DOCUMENT PASSAGE:
The Corporacion Venezolana de Guayana and Crystallex International Corporation

on September 17, 2002, entered into a mining operation agreement whereby

Crystallex has been granted the exclusive right to develop the Las Cristinas 4, 5, 6

and 7 deposits. A point form summary of the agreement follows. It should be noted

that the summary is not exhaustive and a certified English translation will be posted

on the Crystallex web-site.

1. The agreement exclusively authorizes Crystallex “to make all the investments and

works necessary to reactivate and execute in its totality the Mining Project of

Cristina 4, Cristina 5, Cristina 6 and Cristina 7, design, construct the plant,

operate it, process the gold material for its subsequent commercialization and

sale, and return the mine and its installations to the Corporation (CVG) upon

termination of the Contract”.

2. The agreement is for an initial term of twenty (20) years with two (2) renewal

terms, each fo r ten (10) years.

SUPPLIED DATA:
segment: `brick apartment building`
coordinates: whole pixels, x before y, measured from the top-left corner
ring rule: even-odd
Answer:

LIST OF TASKS:
a. Rewrite the opening paragraph of the Las Cristinas agreement summary, starting "The Corporacion Venezolana de Guayana and Crystallex", in two or three shorter sentences. Keep its main facts.
b. Answer these questions from the Las Cristinas agreement summary:
(i) On what date was the agreement entered into?
(ii) What is the agreement's initial term?
(iii) How many renewal terms does it allow, and how long is each?
c. Give the part of the Las Cristinas agreement summary starting at "Cristina 4, Cristina" and ending at "ten (10) years." again, with "plant" substituted by "processing facility".
None of the material is needed for this work.

SOLVED TASKS:
a. On September 17, 2002, the Corporacion Venezolana de Guayana and Crystallex International Corporation signed a mining operation agreement. It gives Crystallex the exclusive right to develop the Las Cristinas 4, 5, 6 and 7 deposits. The point form summary that follows is not exhaustive, and a certified English translation will be posted on the Crystallex web-site.

b.
(i) September 17, 2002.
(ii) Twenty (20) years.
(iii) Two (2) renewal terms, each for ten (10) years.

c.
Cristina 4, Cristina 5, Cristina 6 and Cristina 7, design, construct the processing facility,

operate it, process the gold material for its subsequent commercialization and

sale, and return the mine and its installations to the Corporation (CVG) upon

termination of the Contract”.

2. The agreement is for an initial term of twenty (20) years with two (2) renewal

terms, each fo r ten (10) years.